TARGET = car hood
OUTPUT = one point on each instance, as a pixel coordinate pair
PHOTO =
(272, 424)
§
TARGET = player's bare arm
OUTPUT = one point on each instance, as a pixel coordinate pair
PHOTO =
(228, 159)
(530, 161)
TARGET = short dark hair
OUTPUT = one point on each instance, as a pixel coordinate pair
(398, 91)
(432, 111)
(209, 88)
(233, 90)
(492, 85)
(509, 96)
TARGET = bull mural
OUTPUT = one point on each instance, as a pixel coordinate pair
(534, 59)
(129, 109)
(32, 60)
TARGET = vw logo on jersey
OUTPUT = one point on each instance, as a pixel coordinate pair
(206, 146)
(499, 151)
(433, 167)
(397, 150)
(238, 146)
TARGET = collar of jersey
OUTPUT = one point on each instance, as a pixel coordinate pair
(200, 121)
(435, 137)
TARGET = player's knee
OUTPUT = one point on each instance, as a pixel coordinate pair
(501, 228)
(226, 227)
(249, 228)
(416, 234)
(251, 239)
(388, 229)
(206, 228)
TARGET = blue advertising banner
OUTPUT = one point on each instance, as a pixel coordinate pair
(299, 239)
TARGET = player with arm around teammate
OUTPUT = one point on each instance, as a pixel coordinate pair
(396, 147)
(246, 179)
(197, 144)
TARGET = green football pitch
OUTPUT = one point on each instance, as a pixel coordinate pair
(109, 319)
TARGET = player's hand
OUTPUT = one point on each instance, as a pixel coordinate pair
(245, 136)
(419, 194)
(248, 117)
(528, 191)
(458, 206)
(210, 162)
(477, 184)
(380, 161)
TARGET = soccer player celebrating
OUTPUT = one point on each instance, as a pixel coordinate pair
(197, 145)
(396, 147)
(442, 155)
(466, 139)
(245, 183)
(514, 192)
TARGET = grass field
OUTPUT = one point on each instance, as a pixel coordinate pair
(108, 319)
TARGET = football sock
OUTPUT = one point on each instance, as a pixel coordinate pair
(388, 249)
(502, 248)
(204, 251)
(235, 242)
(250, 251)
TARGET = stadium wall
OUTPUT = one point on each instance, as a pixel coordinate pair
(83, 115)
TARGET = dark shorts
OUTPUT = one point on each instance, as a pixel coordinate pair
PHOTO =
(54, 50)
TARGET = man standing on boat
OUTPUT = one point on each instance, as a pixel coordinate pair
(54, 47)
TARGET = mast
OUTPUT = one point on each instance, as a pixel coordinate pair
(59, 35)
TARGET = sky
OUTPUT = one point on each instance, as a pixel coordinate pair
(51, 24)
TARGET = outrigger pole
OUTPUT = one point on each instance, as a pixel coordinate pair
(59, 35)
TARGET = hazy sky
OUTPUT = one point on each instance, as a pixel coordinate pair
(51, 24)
§
→ What this task involves:
Copy out every row above that contains the string "jersey".

→ Exercise answer:
TARGET = vw logo on jersey
TARGET = collar of jersey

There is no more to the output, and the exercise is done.